*EXERCISE AIM*.
Please give the data again in full, exactly as it reads.

_ _ _

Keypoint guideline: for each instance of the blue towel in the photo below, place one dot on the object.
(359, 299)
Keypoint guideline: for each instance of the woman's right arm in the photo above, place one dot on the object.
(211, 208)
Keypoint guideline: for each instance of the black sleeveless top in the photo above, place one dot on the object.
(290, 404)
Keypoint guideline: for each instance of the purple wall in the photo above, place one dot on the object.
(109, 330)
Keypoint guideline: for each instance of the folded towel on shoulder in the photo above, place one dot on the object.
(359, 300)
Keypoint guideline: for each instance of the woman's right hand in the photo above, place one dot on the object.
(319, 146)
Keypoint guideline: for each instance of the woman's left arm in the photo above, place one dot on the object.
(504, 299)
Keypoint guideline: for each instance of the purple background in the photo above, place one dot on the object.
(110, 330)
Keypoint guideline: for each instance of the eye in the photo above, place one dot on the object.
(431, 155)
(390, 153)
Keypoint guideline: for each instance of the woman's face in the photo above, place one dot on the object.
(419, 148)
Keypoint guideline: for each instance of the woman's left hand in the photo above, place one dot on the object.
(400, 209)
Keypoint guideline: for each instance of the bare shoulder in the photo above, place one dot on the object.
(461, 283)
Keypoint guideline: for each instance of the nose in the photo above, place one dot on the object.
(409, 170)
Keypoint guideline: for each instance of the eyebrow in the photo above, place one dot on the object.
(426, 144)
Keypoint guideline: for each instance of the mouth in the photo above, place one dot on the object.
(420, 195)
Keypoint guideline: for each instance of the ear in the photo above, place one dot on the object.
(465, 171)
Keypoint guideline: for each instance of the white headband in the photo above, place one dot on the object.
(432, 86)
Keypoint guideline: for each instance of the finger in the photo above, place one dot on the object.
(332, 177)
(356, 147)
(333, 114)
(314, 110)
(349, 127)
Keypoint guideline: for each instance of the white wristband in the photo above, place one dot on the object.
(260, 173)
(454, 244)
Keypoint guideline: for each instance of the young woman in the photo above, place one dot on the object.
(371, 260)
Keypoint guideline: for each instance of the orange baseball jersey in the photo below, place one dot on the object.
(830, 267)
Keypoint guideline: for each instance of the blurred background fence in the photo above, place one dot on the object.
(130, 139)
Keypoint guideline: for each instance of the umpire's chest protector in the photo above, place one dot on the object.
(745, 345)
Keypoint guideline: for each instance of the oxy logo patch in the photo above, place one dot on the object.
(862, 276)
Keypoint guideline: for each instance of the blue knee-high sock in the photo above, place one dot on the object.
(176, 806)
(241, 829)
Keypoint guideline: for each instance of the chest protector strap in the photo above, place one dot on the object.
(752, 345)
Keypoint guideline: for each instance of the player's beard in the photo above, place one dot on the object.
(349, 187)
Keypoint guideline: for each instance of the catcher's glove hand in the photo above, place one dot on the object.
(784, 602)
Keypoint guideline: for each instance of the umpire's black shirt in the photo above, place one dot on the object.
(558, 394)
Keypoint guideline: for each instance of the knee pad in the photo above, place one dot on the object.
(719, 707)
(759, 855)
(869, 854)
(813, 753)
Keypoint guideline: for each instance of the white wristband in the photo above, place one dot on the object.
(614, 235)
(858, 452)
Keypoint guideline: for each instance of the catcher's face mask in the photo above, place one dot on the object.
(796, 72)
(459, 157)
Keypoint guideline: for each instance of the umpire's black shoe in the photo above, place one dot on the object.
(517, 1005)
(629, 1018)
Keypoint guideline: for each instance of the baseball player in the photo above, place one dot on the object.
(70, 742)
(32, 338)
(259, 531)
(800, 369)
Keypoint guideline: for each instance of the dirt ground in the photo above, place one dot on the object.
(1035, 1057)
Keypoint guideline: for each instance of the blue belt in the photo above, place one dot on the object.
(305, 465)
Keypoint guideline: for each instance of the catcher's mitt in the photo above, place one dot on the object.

_ _ _

*TASK RESULT*.
Keypoint guideline: for each instance of the blue towel in the photo below, place one dot on the object.
(359, 299)
Keypoint guideline: for each instance of the woman's right arm in the photo above, place one dot on the object.
(211, 208)
Keypoint guideline: for each instance of the black sleeveless top in the photo above, place one dot on the object.
(290, 404)
Keypoint guideline: for each instance of the purple wall in the photo above, place one dot on the object.
(109, 330)
Keypoint guideline: for each instance of the folded towel on shoulder in the photo above, place one dot on the object.
(359, 300)
Keypoint guideline: for each instance of the woman's right hand in the photo above, place one dot on the object.
(319, 146)
Keypoint guideline: for each instance of the woman's left arm in the photo above, place one dot on the object.
(504, 299)
Keypoint guideline: for each instance of the purple background in the photo above, place one dot on the object.
(110, 330)
Keypoint guideline: for each instance of the eye in the photo above, place one dot on the object.
(431, 155)
(390, 153)
Keypoint guideline: for each instance of the woman's face in the photo above, place one dot on the object.
(419, 148)
Keypoint guideline: for each instance of the woman's left hand in the photo above, place one dot on the object.
(400, 209)
Keypoint guideline: for each instance of the bare shoulder in the photo above, place one dot on the object.
(461, 283)
Keypoint guideline: for each instance of the nose in the photo above, place one dot on the object.
(409, 170)
Keypoint guideline: for each instance of the eyebrow in the photo above, place one dot on the object.
(426, 144)
Keypoint guideline: for each instance of the mouth in the photo above, place one dot on the object.
(420, 195)
Keypoint guideline: for each instance of the ear in the photo above, place one dot on the object.
(465, 171)
Keypoint guideline: for each instance of the white headband in the photo above, place one dot on the object.
(432, 86)
Keypoint guideline: for each instance of the finger in the photo above, place one dot on the object.
(332, 177)
(356, 147)
(333, 114)
(314, 110)
(349, 127)
Keypoint guideline: for each instance of the white wristband in the photo above, place one dot on the object.
(260, 173)
(454, 244)
Keypoint guideline: for each instance of the young woman in the photo above, place one dot on the object.
(371, 260)
Keypoint guideline: for each instance of the orange baseball jersey in the photo below, place one dot on the object.
(830, 267)
Keypoint guideline: for each instance of the blurred background fence in the photo above, place one dot on the object.
(130, 139)
Keypoint guideline: for each instance of the umpire's chest protector in the photo above, place one dot on the object.
(745, 345)
Keypoint guideline: for each instance of the oxy logo patch in the photo above, place one dot on the object.
(862, 276)
Keypoint guideline: for each instance of the blue knee-high sock in the photo above, place one dot on the object.
(176, 806)
(241, 829)
Keypoint guideline: for each instance of the chest protector strap in the photo above, place one dot on the object.
(752, 345)
Keypoint guideline: for each instance of the player's beard in the photo above, place one dot on the object.
(349, 187)
Keypoint guideline: for each instance of the catcher's glove hand in the photo above, place one dot on the object.
(784, 602)
Keypoint guideline: for each instance of the umpire's black shirt in the photo above, place one dot on the object.
(558, 394)
Keypoint guideline: for each instance of the knee pad in the photo above, place one dot on the object.
(719, 707)
(759, 855)
(869, 854)
(813, 753)
Keypoint guideline: for each instance of the white wristband in the photo above, place one dot on the object.
(614, 235)
(858, 452)
Keypoint guideline: for each instance of the catcher's face mask in the photo above, place one dot on the object.
(796, 72)
(459, 157)
Keypoint guideline: for each instance of the umpire's black shoe in the photo above, place one dot on the object.
(517, 1005)
(629, 1018)
Keypoint guideline: for each instance of the baseball player in the photo above, place one dot on the object.
(70, 742)
(32, 338)
(259, 531)
(800, 369)
Keypoint guideline: for each instance of the dirt ground in the photo above, place one dot on the object.
(1035, 1057)
Keypoint guideline: for each instance of the blue belt in the photo above, place one dot on the object.
(305, 465)
Keypoint guideline: for each instance of the catcher's mitt in the photo above, place one dot on the object.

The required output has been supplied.